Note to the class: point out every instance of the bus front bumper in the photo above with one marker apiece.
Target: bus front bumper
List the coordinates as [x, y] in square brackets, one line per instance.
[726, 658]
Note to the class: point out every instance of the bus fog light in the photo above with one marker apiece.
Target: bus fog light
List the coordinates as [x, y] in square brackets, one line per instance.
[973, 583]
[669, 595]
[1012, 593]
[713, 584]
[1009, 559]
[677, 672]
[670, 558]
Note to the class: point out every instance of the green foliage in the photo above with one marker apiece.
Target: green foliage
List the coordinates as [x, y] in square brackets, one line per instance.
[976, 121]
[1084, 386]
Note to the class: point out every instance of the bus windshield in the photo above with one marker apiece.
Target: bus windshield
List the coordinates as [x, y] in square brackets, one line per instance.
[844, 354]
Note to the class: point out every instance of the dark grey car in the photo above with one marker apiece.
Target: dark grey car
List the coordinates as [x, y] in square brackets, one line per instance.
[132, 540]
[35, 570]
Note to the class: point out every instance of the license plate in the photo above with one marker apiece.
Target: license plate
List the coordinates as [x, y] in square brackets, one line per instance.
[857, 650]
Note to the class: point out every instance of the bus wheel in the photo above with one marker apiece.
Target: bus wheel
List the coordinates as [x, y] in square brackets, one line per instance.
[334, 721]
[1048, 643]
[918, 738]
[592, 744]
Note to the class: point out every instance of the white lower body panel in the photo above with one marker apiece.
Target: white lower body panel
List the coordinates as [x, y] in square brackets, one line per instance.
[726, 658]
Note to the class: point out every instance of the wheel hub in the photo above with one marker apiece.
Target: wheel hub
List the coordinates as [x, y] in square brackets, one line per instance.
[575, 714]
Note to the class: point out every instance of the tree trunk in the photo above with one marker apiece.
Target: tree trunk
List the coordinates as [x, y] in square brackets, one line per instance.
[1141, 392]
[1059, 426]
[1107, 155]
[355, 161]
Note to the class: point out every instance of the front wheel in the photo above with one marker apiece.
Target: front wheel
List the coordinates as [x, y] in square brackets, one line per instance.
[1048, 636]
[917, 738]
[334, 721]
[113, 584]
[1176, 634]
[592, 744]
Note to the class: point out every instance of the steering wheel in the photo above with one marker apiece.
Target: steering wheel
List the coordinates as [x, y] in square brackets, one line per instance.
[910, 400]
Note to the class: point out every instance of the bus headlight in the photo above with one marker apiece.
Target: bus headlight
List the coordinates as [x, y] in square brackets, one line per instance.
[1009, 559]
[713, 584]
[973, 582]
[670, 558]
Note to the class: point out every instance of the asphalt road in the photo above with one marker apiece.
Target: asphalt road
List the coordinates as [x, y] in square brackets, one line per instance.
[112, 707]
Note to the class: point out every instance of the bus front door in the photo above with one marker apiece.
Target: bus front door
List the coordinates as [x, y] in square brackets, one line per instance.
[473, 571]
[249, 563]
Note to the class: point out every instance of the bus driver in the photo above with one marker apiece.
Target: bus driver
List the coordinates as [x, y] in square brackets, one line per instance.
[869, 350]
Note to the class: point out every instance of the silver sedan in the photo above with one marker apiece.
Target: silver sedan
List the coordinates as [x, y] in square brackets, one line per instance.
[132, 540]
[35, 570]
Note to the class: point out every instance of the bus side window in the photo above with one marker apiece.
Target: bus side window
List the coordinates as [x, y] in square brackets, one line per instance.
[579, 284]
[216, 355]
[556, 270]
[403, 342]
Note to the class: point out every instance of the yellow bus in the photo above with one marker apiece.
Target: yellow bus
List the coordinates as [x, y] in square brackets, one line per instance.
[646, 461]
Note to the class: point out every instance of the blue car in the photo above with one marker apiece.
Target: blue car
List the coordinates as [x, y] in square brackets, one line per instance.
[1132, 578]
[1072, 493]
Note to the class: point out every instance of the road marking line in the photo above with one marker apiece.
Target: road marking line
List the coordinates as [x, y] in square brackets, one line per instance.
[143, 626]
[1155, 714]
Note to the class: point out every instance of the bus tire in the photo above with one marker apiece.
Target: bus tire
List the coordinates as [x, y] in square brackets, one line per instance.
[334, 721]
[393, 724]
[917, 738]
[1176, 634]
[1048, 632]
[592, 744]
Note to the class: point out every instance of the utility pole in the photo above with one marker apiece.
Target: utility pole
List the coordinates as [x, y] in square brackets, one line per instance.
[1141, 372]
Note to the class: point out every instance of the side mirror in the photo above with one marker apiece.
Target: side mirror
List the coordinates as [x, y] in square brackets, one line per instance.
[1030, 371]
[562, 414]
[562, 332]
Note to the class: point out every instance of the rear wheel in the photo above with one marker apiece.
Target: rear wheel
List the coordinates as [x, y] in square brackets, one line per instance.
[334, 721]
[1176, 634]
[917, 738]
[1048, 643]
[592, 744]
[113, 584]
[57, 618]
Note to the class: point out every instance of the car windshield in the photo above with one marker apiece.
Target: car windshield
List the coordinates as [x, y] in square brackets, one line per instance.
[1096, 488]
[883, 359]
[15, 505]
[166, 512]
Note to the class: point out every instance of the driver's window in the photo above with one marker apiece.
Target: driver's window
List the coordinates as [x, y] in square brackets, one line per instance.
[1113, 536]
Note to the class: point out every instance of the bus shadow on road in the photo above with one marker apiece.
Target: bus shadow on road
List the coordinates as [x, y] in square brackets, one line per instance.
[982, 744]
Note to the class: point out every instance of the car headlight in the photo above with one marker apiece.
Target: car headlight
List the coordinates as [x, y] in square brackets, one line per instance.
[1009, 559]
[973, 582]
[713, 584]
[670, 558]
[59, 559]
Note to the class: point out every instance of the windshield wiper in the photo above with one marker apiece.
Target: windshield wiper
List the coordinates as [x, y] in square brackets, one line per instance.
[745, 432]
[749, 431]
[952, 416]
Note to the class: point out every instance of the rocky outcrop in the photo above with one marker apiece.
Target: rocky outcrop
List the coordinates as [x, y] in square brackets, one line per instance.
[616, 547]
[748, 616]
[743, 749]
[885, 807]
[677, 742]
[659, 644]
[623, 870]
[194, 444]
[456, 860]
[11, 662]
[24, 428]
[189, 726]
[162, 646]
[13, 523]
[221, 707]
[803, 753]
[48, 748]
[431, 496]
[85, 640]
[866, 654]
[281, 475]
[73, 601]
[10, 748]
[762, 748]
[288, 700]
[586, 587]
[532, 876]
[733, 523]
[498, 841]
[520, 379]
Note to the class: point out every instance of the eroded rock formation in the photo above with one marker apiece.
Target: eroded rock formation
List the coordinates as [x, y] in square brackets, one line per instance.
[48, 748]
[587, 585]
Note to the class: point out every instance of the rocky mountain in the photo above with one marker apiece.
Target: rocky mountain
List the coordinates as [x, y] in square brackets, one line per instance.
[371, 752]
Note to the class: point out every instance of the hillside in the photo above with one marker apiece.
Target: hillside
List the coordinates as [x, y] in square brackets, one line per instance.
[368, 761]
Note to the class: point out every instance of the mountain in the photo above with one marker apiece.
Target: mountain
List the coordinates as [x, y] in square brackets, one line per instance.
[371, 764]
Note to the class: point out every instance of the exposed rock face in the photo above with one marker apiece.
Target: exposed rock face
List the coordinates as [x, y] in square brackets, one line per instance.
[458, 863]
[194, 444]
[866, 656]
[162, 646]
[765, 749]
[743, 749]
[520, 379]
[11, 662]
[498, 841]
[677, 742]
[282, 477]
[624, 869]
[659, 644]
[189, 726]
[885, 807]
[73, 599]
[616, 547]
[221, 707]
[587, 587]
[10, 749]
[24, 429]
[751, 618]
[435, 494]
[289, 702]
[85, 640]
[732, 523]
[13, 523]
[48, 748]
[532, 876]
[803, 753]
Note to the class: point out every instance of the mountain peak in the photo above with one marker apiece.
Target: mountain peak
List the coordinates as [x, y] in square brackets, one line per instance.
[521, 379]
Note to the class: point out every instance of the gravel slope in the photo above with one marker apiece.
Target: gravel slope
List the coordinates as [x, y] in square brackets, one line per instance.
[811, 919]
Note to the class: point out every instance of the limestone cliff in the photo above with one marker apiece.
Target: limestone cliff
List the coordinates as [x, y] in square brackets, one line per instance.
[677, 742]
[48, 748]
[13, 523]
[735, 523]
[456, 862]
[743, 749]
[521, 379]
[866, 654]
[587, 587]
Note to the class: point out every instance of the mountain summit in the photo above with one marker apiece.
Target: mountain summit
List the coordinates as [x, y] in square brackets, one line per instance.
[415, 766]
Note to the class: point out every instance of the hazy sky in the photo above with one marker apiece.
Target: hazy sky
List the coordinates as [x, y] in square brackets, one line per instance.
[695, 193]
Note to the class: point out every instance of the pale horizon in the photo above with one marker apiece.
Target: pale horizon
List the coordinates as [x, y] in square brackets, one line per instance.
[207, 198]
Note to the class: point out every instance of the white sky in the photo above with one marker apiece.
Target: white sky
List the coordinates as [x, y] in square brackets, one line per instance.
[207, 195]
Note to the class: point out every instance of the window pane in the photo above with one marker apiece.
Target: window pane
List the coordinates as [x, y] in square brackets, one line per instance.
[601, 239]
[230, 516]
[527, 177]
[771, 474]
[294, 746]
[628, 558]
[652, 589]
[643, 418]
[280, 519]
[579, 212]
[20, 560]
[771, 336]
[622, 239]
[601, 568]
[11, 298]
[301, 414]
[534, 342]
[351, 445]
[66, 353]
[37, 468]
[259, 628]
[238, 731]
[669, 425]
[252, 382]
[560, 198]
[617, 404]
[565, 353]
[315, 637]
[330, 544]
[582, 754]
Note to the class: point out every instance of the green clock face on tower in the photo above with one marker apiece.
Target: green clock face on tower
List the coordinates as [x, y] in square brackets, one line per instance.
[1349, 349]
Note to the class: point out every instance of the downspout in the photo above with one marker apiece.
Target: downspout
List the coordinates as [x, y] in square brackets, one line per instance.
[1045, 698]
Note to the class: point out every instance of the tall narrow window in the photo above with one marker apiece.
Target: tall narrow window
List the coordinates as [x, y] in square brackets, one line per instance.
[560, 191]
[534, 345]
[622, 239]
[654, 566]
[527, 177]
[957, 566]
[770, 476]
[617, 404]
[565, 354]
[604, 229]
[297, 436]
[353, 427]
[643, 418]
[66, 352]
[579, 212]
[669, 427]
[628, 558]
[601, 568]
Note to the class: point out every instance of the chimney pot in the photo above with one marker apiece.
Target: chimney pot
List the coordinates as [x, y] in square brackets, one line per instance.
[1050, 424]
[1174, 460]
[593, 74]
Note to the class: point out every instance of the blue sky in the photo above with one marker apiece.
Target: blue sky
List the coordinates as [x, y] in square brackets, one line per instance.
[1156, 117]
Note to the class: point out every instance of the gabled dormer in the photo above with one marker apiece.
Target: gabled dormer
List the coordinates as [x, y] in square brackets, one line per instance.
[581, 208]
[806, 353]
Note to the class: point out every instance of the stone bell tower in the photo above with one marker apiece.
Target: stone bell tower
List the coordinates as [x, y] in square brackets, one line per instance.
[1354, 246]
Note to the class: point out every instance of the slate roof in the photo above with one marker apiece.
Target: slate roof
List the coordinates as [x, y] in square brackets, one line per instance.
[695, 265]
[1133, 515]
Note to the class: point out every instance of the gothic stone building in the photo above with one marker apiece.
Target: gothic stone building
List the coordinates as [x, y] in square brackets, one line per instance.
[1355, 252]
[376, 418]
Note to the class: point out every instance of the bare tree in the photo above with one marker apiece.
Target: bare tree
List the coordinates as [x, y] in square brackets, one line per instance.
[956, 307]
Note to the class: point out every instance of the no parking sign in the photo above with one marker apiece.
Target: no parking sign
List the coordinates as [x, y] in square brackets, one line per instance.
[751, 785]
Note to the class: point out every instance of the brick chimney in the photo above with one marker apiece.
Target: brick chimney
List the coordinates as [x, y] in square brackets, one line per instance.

* * * *

WORK INSTRUCTIONS =>
In how many lines of the material does the word "rocky" appear? Give only the number.

ANSWER SPACE =>
4